Source document ->

Start of Block

Due to the spread of coronavirus pandemic, hundreds of thousands of people lost their livelihoods in India. The reverse migration of lakhs of migrants from cities to rural areas further burdened the rural economy as all kind of economic activities were put on hold. During this time, to provide adequate relief to the distressed communities, Welthungerhilfe with its partner Janhit Vikas Samiti (JVS) initiated a campaign focused on sharmdaan or voluntary manual work. Under this campaign, communities were engaged in reviving their natural resources like water ponds and Pynes (small canals) in their area.
In Bihar, Welthungerhilfe’s focus is to revive the Ahar Pynes. They are small canals that bring water to smallholder farmers in rural areas. On 15th May, the campaign was initiated by organizing four shramdaan camps. The first camp was organized in Rohu block of Nawada district (Sumrain Pyne) Bihar where 40 volunteers were involved in reviving the Pyne. This Pyne is part of a 52 village model being established under the project for sustainable water management. Most of these volunteers had returned to their native villages during the pandemic. Activities were undertaken by the volunteers after following adequate precautions such as social distancing, wearing masks and using sanitizers. At the end of the camp, volunteers were provided with a relief kit containing dry ration for 20 days to help them sustain themselves and their families when they don’t have any other source of income.

End of Block

Data ->

Start of Block

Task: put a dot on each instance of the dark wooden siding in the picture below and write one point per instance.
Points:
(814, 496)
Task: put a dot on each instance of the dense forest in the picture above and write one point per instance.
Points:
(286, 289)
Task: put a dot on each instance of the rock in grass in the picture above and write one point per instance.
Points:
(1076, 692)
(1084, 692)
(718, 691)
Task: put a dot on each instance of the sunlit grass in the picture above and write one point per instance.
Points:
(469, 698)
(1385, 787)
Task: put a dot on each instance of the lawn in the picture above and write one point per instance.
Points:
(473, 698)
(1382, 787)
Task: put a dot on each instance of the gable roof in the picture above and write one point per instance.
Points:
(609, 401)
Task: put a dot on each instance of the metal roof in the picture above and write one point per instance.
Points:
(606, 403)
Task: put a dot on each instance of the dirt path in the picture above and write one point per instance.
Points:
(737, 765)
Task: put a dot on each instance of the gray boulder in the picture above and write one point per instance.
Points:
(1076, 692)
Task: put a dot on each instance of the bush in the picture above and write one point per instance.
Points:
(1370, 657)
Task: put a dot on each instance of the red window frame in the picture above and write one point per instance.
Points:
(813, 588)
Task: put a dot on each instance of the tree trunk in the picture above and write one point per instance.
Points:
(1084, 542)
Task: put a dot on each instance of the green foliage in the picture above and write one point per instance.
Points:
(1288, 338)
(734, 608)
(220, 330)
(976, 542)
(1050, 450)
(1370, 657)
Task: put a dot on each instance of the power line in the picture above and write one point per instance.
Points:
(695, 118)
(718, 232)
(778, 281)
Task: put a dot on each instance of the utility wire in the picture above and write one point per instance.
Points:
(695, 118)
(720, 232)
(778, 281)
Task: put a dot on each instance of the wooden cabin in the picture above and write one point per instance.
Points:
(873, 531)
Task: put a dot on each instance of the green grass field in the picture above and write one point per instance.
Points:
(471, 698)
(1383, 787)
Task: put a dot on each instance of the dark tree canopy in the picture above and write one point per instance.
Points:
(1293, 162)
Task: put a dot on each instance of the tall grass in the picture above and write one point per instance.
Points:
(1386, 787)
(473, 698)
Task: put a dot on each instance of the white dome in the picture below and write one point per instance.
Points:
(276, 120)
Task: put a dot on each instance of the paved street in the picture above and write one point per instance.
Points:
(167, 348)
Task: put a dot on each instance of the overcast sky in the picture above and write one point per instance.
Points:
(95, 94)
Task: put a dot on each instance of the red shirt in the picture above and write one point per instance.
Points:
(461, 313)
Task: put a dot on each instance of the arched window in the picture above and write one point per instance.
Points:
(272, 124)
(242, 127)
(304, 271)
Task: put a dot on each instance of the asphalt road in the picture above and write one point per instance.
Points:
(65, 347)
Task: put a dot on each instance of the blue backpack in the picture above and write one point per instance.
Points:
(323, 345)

End of Block

What you will do ->
a) In the article on the shramdaan campaign, what did the relief kit given to volunteers at the end of the camp contain?
b) Carry the article on the shramdaan campaign forward from its last sentence.
The listing isn't needed.

List of answers ->
a) Dry ration for 20 days.

b)
Shramdaan or voluntary manual work by communities has been an integral part of the Welthungerhilfe’s project ‘Securing land and water rights of the marginalized communities through people led advocacy’. Similar upcoming camps will be organized in Baghor Pyne, Dumri Pyne and Sur Pyne in Bihar. As part of the campaign, locals are also informed on water literacy program, water conservation, and the importance of harvesting and recharging of underground water.